■ Exercise
Please copy the lines below exactly, from the first one through the line showing "box: [163, 235, 197, 264]".
START Records for the task
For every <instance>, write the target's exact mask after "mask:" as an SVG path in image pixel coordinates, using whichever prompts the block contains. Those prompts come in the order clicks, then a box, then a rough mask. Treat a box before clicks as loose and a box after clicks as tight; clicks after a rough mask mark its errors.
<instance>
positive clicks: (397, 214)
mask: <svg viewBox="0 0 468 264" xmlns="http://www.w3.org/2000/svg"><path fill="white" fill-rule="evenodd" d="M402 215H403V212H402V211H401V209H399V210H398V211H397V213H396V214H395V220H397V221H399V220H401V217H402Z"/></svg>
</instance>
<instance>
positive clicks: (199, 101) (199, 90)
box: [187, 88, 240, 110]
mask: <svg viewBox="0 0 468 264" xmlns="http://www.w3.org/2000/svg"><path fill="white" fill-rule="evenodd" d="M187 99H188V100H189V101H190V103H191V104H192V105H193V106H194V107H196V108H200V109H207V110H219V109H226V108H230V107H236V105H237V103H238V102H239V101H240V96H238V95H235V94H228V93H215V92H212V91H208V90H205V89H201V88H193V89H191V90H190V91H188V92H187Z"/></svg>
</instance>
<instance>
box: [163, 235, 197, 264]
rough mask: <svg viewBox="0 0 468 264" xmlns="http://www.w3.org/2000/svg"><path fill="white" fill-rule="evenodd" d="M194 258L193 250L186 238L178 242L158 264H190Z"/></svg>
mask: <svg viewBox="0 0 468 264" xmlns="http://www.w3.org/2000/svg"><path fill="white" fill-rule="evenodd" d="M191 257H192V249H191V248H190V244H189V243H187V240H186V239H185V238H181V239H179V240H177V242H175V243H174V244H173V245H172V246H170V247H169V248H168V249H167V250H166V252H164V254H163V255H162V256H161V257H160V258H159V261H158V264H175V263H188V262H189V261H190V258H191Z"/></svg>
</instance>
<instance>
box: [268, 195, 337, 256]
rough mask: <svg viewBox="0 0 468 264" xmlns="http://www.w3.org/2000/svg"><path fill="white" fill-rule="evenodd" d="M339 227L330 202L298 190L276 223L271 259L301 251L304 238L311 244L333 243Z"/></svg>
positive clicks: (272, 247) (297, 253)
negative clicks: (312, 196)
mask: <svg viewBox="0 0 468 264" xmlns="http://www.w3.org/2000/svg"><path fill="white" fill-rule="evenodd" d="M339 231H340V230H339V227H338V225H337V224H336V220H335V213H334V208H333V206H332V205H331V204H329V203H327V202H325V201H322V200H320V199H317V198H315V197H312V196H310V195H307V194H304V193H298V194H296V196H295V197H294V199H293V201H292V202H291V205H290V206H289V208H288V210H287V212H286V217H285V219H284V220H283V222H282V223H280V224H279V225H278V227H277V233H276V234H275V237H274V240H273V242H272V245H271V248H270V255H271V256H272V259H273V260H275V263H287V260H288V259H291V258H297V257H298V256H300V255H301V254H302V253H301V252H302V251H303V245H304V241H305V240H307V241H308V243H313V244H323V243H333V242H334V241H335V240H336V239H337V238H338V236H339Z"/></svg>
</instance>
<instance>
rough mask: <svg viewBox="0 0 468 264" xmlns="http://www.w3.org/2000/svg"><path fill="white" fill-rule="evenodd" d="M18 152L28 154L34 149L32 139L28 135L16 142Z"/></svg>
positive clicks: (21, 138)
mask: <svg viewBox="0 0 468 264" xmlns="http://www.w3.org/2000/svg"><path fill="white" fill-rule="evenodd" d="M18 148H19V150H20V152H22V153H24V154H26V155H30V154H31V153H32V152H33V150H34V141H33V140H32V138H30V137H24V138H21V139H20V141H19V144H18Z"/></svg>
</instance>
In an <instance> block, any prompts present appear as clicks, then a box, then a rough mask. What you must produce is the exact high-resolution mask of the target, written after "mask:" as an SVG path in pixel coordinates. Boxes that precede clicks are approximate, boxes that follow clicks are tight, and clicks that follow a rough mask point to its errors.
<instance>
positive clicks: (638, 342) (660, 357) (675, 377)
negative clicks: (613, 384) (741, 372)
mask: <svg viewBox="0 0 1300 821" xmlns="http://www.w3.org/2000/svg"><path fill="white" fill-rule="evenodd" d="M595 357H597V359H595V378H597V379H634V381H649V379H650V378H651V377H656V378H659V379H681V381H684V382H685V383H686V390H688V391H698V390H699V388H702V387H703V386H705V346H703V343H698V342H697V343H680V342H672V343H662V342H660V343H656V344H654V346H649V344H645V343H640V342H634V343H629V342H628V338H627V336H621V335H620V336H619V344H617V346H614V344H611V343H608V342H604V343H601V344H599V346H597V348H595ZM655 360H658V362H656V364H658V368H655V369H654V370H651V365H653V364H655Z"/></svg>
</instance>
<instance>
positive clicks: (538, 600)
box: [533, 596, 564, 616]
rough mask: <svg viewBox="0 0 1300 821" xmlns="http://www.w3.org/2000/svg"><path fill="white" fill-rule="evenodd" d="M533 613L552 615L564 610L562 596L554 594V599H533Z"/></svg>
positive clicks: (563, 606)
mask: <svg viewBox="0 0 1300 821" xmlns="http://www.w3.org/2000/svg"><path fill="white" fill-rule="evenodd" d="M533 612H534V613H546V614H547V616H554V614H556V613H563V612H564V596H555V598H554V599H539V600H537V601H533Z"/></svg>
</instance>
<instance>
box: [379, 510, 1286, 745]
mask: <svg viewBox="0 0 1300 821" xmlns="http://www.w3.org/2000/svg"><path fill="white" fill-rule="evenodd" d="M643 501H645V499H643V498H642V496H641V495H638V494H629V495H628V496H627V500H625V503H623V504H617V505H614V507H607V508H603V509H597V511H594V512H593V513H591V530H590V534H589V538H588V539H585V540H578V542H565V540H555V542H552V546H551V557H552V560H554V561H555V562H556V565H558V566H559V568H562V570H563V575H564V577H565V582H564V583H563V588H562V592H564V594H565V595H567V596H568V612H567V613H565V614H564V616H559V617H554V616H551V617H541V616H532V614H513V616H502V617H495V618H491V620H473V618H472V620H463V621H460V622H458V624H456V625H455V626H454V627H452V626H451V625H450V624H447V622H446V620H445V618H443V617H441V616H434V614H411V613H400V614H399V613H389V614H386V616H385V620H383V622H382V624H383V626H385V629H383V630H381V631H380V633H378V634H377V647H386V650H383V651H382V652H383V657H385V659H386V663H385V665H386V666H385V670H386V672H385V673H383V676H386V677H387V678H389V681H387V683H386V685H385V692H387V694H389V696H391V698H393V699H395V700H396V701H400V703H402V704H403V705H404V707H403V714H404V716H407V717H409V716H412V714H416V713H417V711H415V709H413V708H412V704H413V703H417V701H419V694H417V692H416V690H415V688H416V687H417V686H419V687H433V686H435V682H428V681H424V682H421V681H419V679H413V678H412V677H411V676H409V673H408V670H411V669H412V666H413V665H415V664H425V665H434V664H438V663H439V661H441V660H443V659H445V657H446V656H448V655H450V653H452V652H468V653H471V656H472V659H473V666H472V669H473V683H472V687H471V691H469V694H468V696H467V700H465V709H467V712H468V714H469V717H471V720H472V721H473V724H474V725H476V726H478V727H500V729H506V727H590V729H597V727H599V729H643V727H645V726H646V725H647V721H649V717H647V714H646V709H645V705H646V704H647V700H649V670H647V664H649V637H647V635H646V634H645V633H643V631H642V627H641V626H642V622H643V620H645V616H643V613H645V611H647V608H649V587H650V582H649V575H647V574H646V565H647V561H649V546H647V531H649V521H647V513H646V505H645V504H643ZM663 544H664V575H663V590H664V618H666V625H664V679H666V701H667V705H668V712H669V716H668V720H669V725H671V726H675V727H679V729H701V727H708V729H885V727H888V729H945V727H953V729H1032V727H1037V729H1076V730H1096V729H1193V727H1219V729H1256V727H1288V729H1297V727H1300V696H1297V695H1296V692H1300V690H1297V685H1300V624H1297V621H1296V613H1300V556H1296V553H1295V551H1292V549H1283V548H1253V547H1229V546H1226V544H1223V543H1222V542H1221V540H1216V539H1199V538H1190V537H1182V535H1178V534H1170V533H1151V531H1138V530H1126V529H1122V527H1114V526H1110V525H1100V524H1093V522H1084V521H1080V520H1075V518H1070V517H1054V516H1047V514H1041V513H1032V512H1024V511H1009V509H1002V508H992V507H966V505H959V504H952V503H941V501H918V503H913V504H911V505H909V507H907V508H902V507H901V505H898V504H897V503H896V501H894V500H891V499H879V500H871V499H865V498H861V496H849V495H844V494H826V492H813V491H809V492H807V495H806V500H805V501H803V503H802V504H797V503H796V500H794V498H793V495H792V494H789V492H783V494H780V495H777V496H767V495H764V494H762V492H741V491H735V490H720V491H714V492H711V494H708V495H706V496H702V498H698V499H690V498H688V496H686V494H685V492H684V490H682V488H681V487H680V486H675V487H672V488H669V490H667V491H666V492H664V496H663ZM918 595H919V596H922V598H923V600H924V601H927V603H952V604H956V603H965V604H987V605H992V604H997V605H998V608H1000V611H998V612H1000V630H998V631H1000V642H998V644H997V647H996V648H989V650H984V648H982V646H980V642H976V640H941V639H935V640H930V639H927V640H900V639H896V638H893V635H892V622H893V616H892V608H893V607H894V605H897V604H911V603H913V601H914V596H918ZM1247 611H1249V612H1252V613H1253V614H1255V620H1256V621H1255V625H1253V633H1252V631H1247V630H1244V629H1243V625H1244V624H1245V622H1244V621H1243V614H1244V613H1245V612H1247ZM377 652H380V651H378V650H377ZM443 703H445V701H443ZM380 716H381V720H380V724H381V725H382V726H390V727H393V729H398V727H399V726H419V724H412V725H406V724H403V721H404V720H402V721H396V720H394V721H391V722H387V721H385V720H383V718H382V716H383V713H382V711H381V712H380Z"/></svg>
END Records for the task
■ Solved exercise
For every <instance>, write the target's exact mask after "mask:" as an SVG path in image pixel coordinates, using whichever prompts the block contains. Those prompts come in the order clicks, then a box, then a rough mask. Treat a box before clicks as loose and a box after clicks as tight; clicks after a rough mask mark its errors.
<instance>
positive clicks: (397, 214)
mask: <svg viewBox="0 0 468 264" xmlns="http://www.w3.org/2000/svg"><path fill="white" fill-rule="evenodd" d="M402 215H403V212H402V211H401V209H399V210H398V211H397V213H396V214H395V220H397V221H399V220H401V217H402Z"/></svg>
</instance>
<instance>
positive clicks: (199, 101) (199, 90)
box: [187, 88, 240, 110]
mask: <svg viewBox="0 0 468 264" xmlns="http://www.w3.org/2000/svg"><path fill="white" fill-rule="evenodd" d="M187 99H188V100H189V101H190V103H191V104H192V105H193V106H194V107H196V108H200V109H207V110H219V109H226V108H230V107H236V105H237V103H238V102H239V101H240V96H238V95H235V94H228V93H215V92H212V91H208V90H205V89H201V88H193V89H191V90H190V91H188V92H187Z"/></svg>
</instance>
<instance>
box: [163, 235, 197, 264]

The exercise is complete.